** start Data section **

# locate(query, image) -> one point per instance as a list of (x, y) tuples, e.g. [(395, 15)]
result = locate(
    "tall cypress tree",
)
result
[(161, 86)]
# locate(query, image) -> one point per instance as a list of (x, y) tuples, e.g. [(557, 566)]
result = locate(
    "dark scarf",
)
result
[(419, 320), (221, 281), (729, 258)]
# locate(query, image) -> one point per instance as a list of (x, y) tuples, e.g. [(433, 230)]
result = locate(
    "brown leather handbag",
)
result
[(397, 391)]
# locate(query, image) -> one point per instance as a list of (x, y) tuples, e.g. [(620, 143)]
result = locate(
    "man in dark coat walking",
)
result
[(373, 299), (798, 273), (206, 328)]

** end Data section **

- Task to complete -
Every line from the one containing "e.g. [(557, 566)]" through the end of the data must be repeated exactly, and no other line.

- Exercise answer -
# locate(query, image) -> one point per instance as a list of (x, y) tuples, e.g. [(557, 566)]
result = locate(
    "dark scarf",
)
result
[(419, 320), (221, 281), (729, 258)]
# locate(query, image) -> one point per instance as a list of (x, y) tuples, e.g. [(433, 230)]
result = locate(
    "brown leather handbag",
)
result
[(397, 391)]
# locate(query, image) -> one point per instance as a list of (x, y) tuples, e.g. [(620, 143)]
result = locate(
    "man in dark coat walking",
)
result
[(373, 299), (798, 273), (206, 328)]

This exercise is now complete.